Thursday, September 15, 2005

A day of fake outs:

I thought that it was time that I checked out this Vietnamese “sandwich” shop on Larkin:

I went in expecting the official greeting of the Banh Mi shop owners: “sandwiches?” Nothing. I walked towards the counter. Still nothing. I looked at the lady behind the counter and gave an unsure, “uh..sandwiches?” She replied, “No, no, sandwiches.” I took a look around and figured that they sold cartons of cigarettes as their cash cow.

Down the street I went to Baguette Express for a Xiu Mai Banh Mi. (pork meatball sandwich $2.25.):

Although good, the sauce on the pork was a little too sweet and slightly too mushy for me although the crunch of the shredded carrot, cucumber, jalapeno and freshness of the cilantro pepped it up. I prefer the pork meatball banh mi at Hoang Dat that I had earlier this week.

I grabbed this can out of the cooler because it said, “ with meat.”

A drink with meat? How cool is that? Well, upon closer examination, it didn't really contain any animal flesh, just logan's juice ($1.) I'd never had this before, it was slightly sweet tasting like a hybrid of iced tea and fruit juice, with big bits of logan sinking to the bottom.

Dessert was Banh Chuoi ($1.25):

... which is what you would get if you imagined a slightly doughy, banana, tapioca jello with a dense, coconut dipping sauce. Very tasty (if you are in that kind of a mood.) They get their desserts from Hung Phat (hey, I didn't name the place) on Jones Street.

Baguette Express
668 Larkin Street
San Francisco, CA

Chubby got some mail from Susan R. today:

She describes herself as a, “Long time Mill Valley resident who enjoys the wide variety of Bay Area restaurants and never eats rabbit.”

* * *

- EXERCISE OBJECTIVE
Edit the food blog post starting at "Although good, the" and ending at "earlier this week." by changing "cilantro" to "basil", then write out that stretch in full. The lines have no connection to the food blog post.

- LISTED ENTRIES
* * *

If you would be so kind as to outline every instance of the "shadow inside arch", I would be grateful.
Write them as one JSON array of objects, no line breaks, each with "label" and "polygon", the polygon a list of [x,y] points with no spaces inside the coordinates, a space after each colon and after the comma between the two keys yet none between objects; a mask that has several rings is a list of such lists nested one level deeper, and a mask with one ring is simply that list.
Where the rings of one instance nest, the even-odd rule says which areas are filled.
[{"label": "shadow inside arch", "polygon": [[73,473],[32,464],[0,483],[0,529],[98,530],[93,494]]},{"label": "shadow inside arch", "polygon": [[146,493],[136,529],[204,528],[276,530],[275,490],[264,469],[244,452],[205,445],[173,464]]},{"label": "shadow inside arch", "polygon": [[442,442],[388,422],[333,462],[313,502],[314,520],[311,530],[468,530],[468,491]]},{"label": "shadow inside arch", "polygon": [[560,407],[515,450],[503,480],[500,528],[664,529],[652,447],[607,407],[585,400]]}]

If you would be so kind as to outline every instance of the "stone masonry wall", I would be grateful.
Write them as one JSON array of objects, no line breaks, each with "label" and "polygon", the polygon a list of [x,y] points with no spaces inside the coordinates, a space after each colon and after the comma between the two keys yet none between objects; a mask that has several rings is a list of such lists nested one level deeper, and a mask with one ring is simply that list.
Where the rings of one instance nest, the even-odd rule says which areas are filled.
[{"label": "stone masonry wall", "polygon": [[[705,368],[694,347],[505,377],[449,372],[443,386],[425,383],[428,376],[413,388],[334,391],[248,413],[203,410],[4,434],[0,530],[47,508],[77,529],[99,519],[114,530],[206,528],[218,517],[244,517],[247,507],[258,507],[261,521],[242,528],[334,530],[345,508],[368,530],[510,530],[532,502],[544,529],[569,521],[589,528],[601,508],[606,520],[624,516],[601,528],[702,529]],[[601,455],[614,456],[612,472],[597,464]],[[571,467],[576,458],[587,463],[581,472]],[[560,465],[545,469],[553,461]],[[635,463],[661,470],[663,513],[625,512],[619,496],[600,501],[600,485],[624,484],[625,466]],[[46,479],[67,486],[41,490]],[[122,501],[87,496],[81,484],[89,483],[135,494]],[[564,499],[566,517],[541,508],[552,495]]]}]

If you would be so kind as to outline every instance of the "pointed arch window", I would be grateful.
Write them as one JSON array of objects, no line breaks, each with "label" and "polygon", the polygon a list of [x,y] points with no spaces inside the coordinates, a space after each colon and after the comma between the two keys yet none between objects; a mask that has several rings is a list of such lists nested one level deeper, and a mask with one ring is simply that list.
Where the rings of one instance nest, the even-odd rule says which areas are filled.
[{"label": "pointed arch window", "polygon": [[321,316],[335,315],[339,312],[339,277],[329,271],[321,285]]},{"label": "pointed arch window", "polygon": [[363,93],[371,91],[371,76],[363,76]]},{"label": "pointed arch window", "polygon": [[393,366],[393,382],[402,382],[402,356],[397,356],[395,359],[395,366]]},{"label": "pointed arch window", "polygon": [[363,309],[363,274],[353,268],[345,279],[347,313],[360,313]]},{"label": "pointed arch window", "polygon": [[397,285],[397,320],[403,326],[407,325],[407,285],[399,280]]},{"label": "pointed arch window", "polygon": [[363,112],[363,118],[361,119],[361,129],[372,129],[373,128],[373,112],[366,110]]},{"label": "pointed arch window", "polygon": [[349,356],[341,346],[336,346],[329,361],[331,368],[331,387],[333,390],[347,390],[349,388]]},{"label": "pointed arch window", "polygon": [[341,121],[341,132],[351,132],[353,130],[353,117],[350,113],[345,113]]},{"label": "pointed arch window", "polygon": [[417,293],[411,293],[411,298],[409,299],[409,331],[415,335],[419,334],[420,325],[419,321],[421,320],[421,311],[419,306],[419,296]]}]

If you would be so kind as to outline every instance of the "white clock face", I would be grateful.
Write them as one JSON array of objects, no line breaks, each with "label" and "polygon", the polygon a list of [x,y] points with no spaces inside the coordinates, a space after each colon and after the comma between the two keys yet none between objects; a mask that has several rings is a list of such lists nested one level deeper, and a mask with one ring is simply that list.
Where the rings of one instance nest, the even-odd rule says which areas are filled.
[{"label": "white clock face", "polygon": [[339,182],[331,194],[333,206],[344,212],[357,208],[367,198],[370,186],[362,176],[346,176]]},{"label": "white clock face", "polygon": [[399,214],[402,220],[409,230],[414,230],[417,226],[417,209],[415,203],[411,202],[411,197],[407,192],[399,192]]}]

* * *

- EXPECTED OUTPUT
Although good, the sauce on the pork was a little too sweet and slightly too mushy for me although the crunch of the shredded carrot, cucumber, jalapeno and freshness of the basil pepped it up. I prefer the pork meatball banh mi at Hoang Dat that I had earlier this week.